Starting with the line that contains "Query: woman in blue coat" and going on through the end of the listing, write those lines out again in full. Scale every point coordinate by 0.6 and round each result to a whole number, with halves rounding up.

§ RECORDS PROVIDED:
********************
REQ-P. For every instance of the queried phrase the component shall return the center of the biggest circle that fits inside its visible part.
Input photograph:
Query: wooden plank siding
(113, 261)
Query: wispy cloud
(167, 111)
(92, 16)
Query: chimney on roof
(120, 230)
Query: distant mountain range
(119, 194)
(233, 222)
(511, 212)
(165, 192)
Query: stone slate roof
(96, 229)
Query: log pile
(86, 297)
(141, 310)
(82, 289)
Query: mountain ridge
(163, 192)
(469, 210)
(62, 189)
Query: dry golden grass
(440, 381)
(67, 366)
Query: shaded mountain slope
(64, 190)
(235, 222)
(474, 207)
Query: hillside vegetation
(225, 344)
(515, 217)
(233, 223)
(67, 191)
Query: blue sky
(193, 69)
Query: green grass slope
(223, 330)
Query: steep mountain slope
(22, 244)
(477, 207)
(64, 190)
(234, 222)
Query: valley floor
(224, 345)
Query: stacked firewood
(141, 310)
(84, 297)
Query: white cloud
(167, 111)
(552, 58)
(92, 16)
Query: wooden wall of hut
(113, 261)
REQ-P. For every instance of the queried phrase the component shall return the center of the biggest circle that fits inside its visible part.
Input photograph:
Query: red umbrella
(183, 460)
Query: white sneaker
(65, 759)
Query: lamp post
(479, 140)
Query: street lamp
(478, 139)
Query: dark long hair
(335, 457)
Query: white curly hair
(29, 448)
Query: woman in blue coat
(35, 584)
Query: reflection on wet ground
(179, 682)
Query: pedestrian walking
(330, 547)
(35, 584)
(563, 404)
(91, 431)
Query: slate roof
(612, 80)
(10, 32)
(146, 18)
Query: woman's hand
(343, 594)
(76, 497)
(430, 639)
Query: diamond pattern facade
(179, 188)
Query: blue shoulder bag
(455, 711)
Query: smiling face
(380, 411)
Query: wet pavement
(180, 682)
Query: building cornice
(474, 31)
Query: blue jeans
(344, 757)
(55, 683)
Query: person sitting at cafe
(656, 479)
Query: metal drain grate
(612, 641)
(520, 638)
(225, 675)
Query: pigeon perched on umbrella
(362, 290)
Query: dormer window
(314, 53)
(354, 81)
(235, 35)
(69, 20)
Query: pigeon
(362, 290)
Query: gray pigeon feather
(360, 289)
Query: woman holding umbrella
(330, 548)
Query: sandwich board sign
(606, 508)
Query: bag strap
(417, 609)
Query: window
********************
§ SOLUTION BELOW:
Query: woman in blue coat
(21, 350)
Query: reflection on wet ground
(107, 409)
Query: pedestrian walking
(198, 328)
(21, 350)
(338, 242)
(55, 259)
Query: slate roof
(367, 48)
(6, 19)
(88, 11)
Query: woman's hand
(206, 356)
(46, 298)
(258, 383)
Query: diamond pattern facade
(107, 113)
Query: blue shoulder bag
(273, 427)
Query: smiling face
(228, 247)
Query: wet pavement
(108, 409)
Query: building cornice
(284, 19)
Query: blue jeans
(206, 454)
(33, 410)
Query: person sitting at cafe
(394, 287)
Query: metal drain grate
(367, 385)
(312, 383)
(135, 405)
Query: pigeon perched on umbrella
(217, 174)
Query: dormer window
(188, 32)
(212, 49)
(141, 21)
(41, 12)
Query: pigeon
(217, 174)
Query: gray pigeon feather
(216, 173)
Query: woman holding umbrella
(198, 329)
Query: sandwich board sign
(364, 305)
Query: bag strap
(250, 365)
Query: window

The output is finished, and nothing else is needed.